» **Directions for this task**: Copy out each line of the data below in which the string "flag" appears.

Referring expression grounding data

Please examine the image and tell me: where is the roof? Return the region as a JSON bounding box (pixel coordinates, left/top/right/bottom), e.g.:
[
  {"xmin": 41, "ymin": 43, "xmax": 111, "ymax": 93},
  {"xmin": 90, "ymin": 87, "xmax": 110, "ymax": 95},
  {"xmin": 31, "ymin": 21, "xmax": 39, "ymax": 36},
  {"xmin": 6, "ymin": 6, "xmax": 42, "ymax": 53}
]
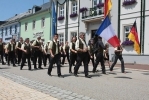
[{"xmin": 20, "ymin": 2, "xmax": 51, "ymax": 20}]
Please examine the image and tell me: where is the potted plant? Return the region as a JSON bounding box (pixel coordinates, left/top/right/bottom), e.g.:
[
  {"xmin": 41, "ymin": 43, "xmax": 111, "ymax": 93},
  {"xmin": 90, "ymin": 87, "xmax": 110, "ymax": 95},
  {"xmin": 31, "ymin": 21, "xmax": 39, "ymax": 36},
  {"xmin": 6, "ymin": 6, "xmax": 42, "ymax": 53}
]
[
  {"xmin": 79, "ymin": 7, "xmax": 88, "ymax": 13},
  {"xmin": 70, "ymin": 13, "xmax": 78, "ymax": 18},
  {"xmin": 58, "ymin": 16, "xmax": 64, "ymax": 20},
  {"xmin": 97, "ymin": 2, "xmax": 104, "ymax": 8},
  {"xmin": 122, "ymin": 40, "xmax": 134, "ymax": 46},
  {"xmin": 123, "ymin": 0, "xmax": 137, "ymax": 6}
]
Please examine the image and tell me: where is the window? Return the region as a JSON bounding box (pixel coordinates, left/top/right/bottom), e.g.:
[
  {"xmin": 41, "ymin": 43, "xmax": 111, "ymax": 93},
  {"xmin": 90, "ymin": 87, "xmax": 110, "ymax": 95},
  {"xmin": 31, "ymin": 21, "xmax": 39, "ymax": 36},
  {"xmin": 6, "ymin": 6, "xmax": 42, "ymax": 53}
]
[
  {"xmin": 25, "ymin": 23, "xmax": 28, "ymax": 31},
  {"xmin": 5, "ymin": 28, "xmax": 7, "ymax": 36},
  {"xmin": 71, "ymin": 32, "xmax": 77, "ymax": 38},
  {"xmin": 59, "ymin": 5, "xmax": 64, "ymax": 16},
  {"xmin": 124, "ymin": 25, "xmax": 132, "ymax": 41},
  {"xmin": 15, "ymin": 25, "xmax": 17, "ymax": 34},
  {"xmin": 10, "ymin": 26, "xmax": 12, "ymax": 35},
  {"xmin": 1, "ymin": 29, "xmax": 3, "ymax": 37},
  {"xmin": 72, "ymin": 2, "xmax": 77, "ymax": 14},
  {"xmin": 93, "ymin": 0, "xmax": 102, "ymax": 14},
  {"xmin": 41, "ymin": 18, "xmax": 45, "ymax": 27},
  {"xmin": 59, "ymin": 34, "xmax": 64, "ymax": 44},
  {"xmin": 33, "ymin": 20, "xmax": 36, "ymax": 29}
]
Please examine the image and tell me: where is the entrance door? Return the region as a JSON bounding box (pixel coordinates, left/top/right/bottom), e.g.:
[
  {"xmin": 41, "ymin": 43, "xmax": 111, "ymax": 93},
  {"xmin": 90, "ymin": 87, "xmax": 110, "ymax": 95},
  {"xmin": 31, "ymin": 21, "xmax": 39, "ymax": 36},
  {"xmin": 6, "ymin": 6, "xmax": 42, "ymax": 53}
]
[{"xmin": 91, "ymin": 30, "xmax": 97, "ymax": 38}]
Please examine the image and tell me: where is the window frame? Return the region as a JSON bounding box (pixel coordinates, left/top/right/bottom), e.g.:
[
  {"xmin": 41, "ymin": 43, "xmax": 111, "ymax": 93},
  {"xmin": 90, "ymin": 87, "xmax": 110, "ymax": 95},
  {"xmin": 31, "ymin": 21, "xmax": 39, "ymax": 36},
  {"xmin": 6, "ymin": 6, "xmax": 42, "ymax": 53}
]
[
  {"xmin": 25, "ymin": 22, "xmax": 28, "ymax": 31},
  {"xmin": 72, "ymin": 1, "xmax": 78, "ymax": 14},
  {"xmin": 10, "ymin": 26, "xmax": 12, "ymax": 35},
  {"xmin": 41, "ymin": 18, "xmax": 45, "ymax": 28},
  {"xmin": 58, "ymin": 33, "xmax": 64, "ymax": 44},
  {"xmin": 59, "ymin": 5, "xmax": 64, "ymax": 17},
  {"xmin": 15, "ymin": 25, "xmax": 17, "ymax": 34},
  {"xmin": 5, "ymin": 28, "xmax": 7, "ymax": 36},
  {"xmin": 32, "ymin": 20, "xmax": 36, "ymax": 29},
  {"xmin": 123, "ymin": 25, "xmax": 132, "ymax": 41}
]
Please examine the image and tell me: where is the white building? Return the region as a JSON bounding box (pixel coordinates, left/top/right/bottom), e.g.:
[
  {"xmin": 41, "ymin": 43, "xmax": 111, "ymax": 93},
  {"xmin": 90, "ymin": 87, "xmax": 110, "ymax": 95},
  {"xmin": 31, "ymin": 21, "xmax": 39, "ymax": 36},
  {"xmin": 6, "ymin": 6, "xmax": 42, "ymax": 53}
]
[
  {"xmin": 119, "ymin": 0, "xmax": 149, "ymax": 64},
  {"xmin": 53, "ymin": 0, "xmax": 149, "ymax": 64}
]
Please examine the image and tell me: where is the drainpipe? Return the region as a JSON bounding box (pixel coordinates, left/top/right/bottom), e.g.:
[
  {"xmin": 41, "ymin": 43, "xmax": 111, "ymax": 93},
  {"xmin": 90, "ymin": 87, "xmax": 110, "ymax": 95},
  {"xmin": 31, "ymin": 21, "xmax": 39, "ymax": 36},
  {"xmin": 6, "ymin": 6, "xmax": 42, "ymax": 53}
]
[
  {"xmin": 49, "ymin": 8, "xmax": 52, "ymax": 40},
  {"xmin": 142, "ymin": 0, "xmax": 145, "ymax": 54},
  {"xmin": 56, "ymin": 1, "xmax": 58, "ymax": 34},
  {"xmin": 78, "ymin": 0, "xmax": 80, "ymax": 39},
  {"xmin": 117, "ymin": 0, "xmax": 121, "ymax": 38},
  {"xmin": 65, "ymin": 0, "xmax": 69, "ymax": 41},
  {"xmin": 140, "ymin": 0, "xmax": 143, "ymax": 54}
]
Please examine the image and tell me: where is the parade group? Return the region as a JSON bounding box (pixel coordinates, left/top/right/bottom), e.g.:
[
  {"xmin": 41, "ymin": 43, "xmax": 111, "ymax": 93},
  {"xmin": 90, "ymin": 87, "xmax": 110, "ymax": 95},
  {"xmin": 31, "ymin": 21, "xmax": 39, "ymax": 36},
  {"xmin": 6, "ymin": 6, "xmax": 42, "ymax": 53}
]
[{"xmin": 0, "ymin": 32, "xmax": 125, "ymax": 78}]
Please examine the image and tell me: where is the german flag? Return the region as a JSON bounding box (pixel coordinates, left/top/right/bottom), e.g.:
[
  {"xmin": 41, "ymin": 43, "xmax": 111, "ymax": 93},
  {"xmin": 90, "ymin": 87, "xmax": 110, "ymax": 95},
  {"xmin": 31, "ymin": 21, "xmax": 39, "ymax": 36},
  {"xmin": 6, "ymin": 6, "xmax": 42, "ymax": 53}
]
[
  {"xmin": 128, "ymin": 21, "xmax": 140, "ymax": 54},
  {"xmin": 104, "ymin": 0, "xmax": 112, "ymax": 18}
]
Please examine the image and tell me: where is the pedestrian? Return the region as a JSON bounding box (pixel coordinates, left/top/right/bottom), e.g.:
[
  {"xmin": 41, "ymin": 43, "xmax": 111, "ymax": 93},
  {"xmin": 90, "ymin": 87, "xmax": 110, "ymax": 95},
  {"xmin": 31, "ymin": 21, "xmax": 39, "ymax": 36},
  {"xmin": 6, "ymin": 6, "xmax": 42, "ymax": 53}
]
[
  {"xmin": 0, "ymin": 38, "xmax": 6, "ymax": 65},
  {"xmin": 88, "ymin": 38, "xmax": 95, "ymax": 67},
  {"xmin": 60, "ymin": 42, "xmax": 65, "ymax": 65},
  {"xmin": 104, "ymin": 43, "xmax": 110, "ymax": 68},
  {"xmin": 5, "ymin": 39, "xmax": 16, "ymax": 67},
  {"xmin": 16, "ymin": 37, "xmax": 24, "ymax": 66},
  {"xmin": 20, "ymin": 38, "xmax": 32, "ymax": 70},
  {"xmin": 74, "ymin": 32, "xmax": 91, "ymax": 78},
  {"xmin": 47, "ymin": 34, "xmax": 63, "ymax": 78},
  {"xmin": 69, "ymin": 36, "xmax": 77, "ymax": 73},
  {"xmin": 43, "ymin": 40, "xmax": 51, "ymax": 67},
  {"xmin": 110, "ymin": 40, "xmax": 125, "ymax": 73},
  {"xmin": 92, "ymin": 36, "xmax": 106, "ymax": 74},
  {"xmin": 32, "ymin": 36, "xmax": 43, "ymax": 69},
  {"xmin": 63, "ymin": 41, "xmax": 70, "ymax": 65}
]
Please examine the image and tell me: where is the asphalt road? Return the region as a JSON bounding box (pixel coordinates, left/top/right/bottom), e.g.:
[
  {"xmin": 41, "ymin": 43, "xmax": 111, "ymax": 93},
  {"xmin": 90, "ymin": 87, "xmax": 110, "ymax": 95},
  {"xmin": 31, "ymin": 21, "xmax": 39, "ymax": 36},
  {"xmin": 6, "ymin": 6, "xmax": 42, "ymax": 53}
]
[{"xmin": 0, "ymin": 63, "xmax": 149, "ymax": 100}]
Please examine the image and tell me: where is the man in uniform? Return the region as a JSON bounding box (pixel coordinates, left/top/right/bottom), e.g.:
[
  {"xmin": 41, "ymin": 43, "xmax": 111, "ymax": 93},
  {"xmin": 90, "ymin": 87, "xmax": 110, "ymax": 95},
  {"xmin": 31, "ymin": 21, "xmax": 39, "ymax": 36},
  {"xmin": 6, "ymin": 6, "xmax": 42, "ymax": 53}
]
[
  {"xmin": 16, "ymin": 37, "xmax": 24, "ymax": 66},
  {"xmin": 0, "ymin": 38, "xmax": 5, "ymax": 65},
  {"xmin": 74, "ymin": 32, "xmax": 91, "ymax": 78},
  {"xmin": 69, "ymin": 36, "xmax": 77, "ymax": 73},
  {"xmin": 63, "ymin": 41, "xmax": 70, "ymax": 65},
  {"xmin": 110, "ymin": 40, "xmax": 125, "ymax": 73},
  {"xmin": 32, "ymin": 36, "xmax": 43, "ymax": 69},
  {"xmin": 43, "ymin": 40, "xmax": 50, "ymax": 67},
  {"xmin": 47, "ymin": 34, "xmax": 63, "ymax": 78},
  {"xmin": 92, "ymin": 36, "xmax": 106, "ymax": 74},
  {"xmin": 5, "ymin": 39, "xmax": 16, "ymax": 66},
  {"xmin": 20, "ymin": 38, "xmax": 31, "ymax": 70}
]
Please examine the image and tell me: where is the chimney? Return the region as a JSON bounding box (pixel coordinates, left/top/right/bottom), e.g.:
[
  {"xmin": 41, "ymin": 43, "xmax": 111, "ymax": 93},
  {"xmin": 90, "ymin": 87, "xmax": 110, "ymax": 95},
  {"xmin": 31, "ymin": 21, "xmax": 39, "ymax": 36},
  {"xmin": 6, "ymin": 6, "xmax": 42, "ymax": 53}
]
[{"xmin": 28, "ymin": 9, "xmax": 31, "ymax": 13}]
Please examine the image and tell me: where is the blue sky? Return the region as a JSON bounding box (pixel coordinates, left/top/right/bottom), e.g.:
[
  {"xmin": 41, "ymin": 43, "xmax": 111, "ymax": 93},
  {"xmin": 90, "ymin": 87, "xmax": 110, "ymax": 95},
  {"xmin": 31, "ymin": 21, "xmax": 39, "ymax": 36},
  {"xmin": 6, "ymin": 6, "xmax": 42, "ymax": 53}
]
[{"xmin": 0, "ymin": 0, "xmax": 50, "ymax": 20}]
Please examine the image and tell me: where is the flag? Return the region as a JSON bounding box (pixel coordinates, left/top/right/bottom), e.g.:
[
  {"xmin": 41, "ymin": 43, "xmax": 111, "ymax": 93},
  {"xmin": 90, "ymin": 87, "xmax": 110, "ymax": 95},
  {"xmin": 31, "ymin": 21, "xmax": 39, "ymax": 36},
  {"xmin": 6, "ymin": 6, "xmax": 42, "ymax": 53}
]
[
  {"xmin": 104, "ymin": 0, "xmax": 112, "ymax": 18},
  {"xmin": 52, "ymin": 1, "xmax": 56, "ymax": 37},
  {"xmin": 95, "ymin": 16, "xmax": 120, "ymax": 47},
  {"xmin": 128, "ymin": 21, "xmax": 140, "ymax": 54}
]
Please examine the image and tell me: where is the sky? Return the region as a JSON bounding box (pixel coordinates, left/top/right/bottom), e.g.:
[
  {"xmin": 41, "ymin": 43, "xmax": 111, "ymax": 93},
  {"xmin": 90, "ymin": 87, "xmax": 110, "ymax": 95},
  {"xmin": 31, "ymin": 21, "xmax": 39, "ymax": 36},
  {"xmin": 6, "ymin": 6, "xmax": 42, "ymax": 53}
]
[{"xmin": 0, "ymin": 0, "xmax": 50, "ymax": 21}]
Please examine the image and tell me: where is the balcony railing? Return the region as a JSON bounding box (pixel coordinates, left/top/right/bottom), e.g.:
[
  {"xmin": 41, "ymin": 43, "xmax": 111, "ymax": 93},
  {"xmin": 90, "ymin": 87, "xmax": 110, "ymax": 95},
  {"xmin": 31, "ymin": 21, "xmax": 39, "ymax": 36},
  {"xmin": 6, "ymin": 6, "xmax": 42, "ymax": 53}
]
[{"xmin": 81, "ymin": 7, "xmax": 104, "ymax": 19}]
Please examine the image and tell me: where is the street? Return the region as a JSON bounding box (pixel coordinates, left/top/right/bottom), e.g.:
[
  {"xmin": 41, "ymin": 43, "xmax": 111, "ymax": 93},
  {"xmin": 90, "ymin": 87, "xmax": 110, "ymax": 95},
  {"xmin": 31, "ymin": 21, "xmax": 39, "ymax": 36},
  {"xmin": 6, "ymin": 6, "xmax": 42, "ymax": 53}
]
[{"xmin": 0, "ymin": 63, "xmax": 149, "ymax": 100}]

» **Solution**:
Please examine the image and tell me: where is the german flag? Return the region as a JSON bounding box (pixel coordinates, left/top/right/bottom), e.g.:
Please examine the image and tell me: where is the flag? Return the region as a JSON bounding box (pixel coordinates, left/top/right/bottom), e.g.:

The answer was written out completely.